> _Text block_
##########
Olympics 2024 Preview

By Asian Athletics Correspondent

The blue-riband sports in any Olympics, athletics, begins on Thursday (Aug 1) with racewalking events in both men and women’s sections. 

There is plenty to look forward to, as usual, in the one championship that everyone wants to participate in, if not win. The pre-Games build-up has witnessed high-voltage stuff, a flurry of world and continental records and the shaping of a few one-to-one duels that provide the edge-of-the-seat drama in athletics.

The championships will be held at the Stade de France, St. Denis, on the outskirts of Paris. It has a capacity of more than 77,000 and is mainly used for football and rugby. For the Olympics, it has received a new, purple Mondo track that is expected to be faster than what we had in the Tokyo Olympics three years ago.  The likes of Noah Lyles of the US and the new Jamaican sprinting sensation, Kishane Thompson, must be keenly looking forward to better their personal bests. 

What stakes Asia has in the Olympics, considered the toughest stage in any individual sport, with the most coveted and prestigious title on offer? 

The main characters for Asia in this global contest are the same this time as those who brought glory to the continent at Tokyo. Three years ago, Neeraj Chopra brought unprecedented success to India with the javelin gold that sent the country to renewed interest in Olympic sports and gave a fresh thrust to athletics, bogged down by doping charges. 

https://olympics.com/en/news/neeraj-chopra-tokyo-olympics-gold-medal-india-javelin-thrower
Credit: https://olympics.com/en/news/neeraj-chopra-tokyo-olympics-gold-medal-india-javelin-thrower

The expectations are similar to those three years ago, with the belief that Chopra, though not hundred per cent fit in the run-up to the Games, and having had only limited number of competitions in fine-tuning his undoubted talent, would deliver once again. He has said he is fully prepared to take up the challenge and knows the expectations of the home fans following his success in Tokyo and Budapest. The pressure, even if back-breaking, is something that Chopra has got used to. 

Chopra has had only two international competitions this season, the Doha Diamond League and the Paavo Nurmi Games at Turku, Finland. At Doha, he was second by mere two centimetres to Czech Yakub Vadlejch (88.38m), the man in form this season and who is second in the season lists going into the Games, with 88.65m. Chopra is fourth at 88.36m.
##########
Bounding-box records:

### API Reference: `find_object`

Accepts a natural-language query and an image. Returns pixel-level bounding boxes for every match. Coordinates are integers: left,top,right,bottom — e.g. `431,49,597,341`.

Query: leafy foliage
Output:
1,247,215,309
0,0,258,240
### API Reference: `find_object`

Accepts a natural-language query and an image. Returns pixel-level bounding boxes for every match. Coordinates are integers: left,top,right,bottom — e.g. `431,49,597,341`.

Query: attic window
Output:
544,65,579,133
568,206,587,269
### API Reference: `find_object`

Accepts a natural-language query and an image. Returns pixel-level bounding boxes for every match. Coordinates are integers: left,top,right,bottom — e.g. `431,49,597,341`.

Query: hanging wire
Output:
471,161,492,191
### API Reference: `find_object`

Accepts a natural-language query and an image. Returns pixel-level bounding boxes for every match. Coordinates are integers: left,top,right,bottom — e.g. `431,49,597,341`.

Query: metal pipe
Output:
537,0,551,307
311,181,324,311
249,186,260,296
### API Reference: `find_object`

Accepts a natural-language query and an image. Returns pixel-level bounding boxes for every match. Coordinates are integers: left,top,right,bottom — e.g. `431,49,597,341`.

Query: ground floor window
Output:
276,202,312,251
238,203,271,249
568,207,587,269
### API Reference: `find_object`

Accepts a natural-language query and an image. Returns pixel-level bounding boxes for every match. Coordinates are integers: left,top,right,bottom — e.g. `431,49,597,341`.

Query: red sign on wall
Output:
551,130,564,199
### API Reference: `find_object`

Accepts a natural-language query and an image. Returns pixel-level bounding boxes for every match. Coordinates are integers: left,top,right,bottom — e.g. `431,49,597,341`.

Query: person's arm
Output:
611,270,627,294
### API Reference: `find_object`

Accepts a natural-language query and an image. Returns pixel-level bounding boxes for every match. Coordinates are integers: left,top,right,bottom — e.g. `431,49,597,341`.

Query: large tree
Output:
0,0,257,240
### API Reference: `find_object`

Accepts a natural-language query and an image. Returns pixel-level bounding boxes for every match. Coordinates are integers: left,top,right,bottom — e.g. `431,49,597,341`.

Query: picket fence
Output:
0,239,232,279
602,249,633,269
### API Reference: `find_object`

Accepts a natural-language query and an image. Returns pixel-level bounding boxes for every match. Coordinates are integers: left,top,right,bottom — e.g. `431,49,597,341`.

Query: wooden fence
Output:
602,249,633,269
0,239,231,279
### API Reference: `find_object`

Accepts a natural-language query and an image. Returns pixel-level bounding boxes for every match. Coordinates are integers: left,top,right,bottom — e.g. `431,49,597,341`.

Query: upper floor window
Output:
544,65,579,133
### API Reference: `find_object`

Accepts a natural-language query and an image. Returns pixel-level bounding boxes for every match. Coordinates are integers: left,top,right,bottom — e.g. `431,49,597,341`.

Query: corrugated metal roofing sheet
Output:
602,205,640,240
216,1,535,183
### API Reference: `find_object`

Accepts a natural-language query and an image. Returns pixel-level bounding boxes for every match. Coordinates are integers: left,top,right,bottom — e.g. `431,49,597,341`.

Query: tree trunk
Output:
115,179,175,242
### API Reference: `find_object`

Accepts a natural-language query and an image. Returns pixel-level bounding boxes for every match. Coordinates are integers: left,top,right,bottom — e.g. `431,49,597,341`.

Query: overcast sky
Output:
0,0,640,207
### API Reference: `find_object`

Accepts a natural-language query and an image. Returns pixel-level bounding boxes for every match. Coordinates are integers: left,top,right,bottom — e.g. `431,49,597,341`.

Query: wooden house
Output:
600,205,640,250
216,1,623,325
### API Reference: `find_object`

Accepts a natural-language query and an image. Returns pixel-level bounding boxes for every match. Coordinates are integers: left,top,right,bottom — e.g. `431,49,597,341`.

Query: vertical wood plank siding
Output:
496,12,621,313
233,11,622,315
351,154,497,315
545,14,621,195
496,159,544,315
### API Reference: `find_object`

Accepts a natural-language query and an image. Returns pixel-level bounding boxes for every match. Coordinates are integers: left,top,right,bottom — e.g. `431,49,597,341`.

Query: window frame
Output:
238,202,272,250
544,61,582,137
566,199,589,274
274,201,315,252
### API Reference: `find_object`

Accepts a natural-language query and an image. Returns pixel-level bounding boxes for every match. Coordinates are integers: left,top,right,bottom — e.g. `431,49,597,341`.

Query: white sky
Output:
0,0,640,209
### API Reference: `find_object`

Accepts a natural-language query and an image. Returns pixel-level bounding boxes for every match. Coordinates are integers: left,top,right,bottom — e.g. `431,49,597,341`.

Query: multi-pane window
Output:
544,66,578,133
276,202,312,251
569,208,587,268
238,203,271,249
##########
> _Requests_
1. In the Olympics preview, where will the athletics championships be held?
2. Copy the Olympics preview from "The main characters" to "by doping charges.", substituting "honor" for "glory".

> _Responses for each task_
1. At the Stade de France, St. Denis, on the outskirts of Paris.

2.
The main characters for Asia in this global contest are the same this time as those who brought honor to the continent at Tokyo. Three years ago, Neeraj Chopra brought unprecedented success to India with the javelin gold that sent the country to renewed interest in Olympic sports and gave a fresh thrust to athletics, bogged down by doping charges.